Reprint the whole of the data exactly.
Top of DATA SHOWN
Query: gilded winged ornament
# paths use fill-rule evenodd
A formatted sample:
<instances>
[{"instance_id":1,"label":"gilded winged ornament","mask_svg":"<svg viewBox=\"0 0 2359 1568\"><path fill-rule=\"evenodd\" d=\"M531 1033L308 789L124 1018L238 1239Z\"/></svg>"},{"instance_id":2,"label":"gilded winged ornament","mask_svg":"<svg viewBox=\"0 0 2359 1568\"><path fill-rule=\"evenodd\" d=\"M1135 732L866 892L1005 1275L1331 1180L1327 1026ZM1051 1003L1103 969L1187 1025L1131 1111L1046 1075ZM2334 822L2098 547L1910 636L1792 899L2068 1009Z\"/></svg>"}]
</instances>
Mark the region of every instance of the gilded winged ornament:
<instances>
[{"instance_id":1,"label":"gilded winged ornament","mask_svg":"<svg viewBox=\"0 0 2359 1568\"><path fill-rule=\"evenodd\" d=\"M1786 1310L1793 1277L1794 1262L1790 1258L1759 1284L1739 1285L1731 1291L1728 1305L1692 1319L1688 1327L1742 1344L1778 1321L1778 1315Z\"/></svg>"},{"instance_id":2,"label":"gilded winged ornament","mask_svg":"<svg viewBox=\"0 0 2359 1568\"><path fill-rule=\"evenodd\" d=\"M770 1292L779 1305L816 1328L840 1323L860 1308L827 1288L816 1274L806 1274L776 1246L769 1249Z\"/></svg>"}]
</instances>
Bottom of DATA SHOWN
RESPONSE TO THIS EXERCISE
Query: gilded winged ornament
# paths use fill-rule evenodd
A formatted sample:
<instances>
[{"instance_id":1,"label":"gilded winged ornament","mask_svg":"<svg viewBox=\"0 0 2359 1568\"><path fill-rule=\"evenodd\" d=\"M531 1033L308 789L124 1018L238 1239Z\"/></svg>"},{"instance_id":2,"label":"gilded winged ornament","mask_svg":"<svg viewBox=\"0 0 2359 1568\"><path fill-rule=\"evenodd\" d=\"M1135 732L866 892L1005 1275L1331 1180L1327 1026ZM1051 1003L1103 969L1187 1025L1131 1111L1046 1075ZM2334 822L2098 547L1910 636L1792 899L2068 1009Z\"/></svg>"}]
</instances>
Mark the region of every instance of the gilded winged ornament:
<instances>
[{"instance_id":1,"label":"gilded winged ornament","mask_svg":"<svg viewBox=\"0 0 2359 1568\"><path fill-rule=\"evenodd\" d=\"M1786 1310L1793 1277L1794 1262L1790 1258L1759 1284L1739 1285L1731 1291L1728 1305L1692 1319L1688 1327L1742 1344L1778 1321L1778 1315Z\"/></svg>"},{"instance_id":2,"label":"gilded winged ornament","mask_svg":"<svg viewBox=\"0 0 2359 1568\"><path fill-rule=\"evenodd\" d=\"M770 1292L779 1305L816 1328L840 1323L860 1308L827 1288L816 1274L806 1274L776 1246L769 1249Z\"/></svg>"}]
</instances>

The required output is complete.